- _What to work on_:
Would you please give every entry again exactly, without the pictures?

══ Data for the task

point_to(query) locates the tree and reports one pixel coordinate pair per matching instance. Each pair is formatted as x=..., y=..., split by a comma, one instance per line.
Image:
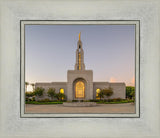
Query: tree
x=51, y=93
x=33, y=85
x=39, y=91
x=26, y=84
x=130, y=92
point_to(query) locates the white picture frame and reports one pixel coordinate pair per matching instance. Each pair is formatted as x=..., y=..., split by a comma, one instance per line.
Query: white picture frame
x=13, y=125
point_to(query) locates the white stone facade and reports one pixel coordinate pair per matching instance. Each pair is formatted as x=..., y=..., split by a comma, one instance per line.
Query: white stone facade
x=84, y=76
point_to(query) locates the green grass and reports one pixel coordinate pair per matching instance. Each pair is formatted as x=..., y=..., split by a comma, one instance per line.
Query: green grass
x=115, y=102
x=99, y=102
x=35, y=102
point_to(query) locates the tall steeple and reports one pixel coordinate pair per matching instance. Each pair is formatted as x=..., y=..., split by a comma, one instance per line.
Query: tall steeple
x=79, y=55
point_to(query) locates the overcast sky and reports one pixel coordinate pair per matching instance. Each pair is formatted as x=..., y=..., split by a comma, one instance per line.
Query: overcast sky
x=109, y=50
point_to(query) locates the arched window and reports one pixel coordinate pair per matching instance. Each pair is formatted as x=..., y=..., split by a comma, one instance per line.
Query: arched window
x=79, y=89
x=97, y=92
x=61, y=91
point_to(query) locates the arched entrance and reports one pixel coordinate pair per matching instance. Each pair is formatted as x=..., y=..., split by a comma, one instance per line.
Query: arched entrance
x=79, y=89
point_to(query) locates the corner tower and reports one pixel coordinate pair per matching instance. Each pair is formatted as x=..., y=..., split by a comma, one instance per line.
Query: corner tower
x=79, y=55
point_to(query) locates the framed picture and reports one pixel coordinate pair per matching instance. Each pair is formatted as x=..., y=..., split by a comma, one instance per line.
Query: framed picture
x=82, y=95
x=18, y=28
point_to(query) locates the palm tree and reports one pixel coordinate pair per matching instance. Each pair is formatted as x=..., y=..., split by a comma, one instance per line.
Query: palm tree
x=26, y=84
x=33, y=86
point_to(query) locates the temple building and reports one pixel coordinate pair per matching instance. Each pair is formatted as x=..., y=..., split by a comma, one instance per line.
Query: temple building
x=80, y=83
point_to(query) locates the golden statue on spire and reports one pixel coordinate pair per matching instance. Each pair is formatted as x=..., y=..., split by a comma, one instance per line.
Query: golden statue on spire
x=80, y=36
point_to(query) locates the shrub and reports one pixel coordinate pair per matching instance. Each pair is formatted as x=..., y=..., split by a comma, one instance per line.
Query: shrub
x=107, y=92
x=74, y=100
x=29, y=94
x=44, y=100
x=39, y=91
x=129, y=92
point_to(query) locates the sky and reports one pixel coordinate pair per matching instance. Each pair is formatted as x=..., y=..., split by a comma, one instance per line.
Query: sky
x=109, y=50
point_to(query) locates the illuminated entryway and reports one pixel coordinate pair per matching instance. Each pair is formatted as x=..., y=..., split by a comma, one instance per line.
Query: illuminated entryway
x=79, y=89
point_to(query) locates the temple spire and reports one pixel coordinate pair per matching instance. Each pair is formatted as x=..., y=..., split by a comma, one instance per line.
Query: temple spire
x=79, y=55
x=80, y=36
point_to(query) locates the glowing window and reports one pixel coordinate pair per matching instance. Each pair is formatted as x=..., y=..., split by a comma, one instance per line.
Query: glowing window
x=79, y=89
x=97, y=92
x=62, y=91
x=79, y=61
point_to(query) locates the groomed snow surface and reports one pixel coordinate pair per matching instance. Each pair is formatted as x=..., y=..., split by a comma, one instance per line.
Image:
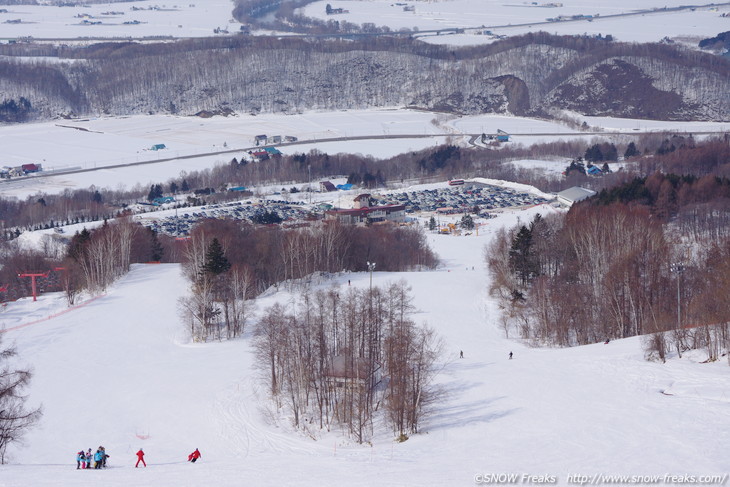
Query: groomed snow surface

════

- _Task solution_:
point_to(query) locates the tree and reports one pixel coordinate pair per matching instance. Each pair is formatted as x=..., y=..., split by a comma, one instance per line.
Image:
Query: tree
x=51, y=93
x=33, y=85
x=39, y=91
x=26, y=84
x=130, y=92
point_to(query) locates the white picture frame and reports one pixel coordinate pair per matching instance. Each pair is formatted as x=..., y=..., split by a comma, one instance per line.
Query: white picture frame
x=13, y=125
point_to(query) locates the white stone facade and reports one pixel coordinate pair per matching instance. Each pair is formatted as x=..., y=..., split by a comma, one instance per line.
Query: white stone facade
x=84, y=76
point_to(query) locates the green grass and reports one pixel coordinate pair per matching instance. Each pair is formatted as x=..., y=..., split by a comma, one instance per line.
Query: green grass
x=115, y=102
x=99, y=102
x=35, y=102
point_to(query) locates the tall steeple and reports one pixel coordinate pair per matching instance. Each pair is formatted as x=..., y=..., split by a comma, one instance per line.
Query: tall steeple
x=79, y=55
point_to(query) locates the overcast sky and reports one pixel coordinate pair per matching instance. Each pair is formatted as x=..., y=..., split by a comma, one instance per line.
Query: overcast sky
x=109, y=50
point_to(query) locates the arched window and reports one pixel coordinate pair per matching instance. Each pair is formatted as x=..., y=..., split by a comma, one instance per line.
Query: arched window
x=79, y=89
x=97, y=92
x=61, y=91
point_to(query) locates the arched entrance and reports one pixel coordinate pair per matching instance. Each pair is formatted as x=..., y=..., split by a comma, one instance per line.
Query: arched entrance
x=79, y=89
point_to(query) locates the corner tower and reports one pixel coordinate pair per matching instance. Each pair is formatted as x=..., y=..., split by a comma, one instance per line.
Query: corner tower
x=79, y=55
point_to(query) locates the framed picture and reports one pixel coordinate pair per matching instance. Each pair is formatted as x=..., y=..., split by a comma, one instance per line.
Query: framed picture
x=82, y=95
x=18, y=28
point_to(query) locates the palm tree and reports one pixel coordinate pair per matching instance. Each pair is formatted as x=..., y=..., split by a comma, one instance per line.
Query: palm tree
x=26, y=84
x=33, y=86
point_to(query) locates the temple building and reports one pixel coordinate pair per matching instance. Each pair is formatted as x=..., y=..., split by a comma, one instance per line.
Query: temple building
x=80, y=83
point_to(query) locates the golden statue on spire and reports one pixel coordinate pair per matching instance. Each pair is formatted as x=..., y=..., split by a comma, one instance per line.
Query: golden statue on spire
x=80, y=36
point_to(query) locates the shrub and reports one pixel coordinate pair per matching instance. Each pair is formatted as x=..., y=..., split by a comma, one instance per line.
Query: shrub
x=107, y=92
x=74, y=100
x=29, y=94
x=44, y=100
x=39, y=91
x=129, y=92
point_to(query) locates the sky and reports one pixel coordinate pair per matching instance. Each pair is formatted as x=..., y=..., split by a comma, one instance per line.
Query: sky
x=109, y=50
point_to(query) locates the illuminated entryway and reports one pixel coordinate pair per matching instance. Each pair is formatted as x=..., y=..., split by a comma, one instance per line.
Query: illuminated entryway
x=79, y=89
point_to(query) locates the temple spire and reports one pixel coordinate pair per matching instance. Each pair is formatted as x=..., y=..., split by a comma, one instance per line.
Query: temple spire
x=79, y=55
x=80, y=36
point_to(query) locates the glowing window and reports one pixel coordinate pair per matching instance. Each pair is formatted as x=..., y=..., split by a comma, one instance per line.
Query: glowing window
x=79, y=89
x=97, y=92
x=62, y=91
x=79, y=61
point_to(query) locates the groomed snow surface and reports one pixel coordinate pair per matching instance. Each pair is formatted as x=..., y=..., split by a comma, one instance per line.
Image:
Query: groomed snow surface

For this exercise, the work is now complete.